**Assigned task:** Every line of the data that includes "jersey" should be copied out.

**Provided data:**
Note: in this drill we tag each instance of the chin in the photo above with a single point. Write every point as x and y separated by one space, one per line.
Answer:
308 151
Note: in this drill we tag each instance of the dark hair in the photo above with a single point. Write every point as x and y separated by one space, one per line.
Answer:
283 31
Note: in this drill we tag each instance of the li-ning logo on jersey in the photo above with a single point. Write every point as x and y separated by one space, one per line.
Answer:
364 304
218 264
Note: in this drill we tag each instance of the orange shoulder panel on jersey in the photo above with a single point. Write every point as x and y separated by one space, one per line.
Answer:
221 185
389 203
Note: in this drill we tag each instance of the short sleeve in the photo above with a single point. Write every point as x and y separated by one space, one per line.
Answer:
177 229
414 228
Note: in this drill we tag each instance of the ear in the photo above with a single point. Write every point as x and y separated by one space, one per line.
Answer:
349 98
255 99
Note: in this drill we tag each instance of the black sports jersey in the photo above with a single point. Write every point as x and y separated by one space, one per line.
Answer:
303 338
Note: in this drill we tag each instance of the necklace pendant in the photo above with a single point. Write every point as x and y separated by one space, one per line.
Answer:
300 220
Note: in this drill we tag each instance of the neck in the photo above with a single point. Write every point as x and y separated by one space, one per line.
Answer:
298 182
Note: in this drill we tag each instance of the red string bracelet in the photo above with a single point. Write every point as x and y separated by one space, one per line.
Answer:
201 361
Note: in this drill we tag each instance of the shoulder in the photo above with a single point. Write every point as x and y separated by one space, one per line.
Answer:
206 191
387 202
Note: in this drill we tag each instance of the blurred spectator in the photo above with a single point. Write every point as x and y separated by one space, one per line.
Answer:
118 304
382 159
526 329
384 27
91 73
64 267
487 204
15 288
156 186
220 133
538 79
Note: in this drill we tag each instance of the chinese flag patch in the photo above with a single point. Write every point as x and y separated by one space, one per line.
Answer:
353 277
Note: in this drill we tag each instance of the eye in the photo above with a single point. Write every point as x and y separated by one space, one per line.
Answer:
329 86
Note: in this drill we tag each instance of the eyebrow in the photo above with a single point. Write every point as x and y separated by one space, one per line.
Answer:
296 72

**Task solution:**
Note: in this drill we tag each instance of the li-ning logo on jersey in the photo above with a single point. Write every point as x and y separated by one space, one per line.
Note: in this drill we tag each instance of the orange shoulder panel on jersey in the photo above with a single point. Write every point as x and y separated by one space, one per line.
Note: in this drill we tag each instance of the black sports jersey in the photo above with a single point. Write every point as x and y separated by one space, one per line.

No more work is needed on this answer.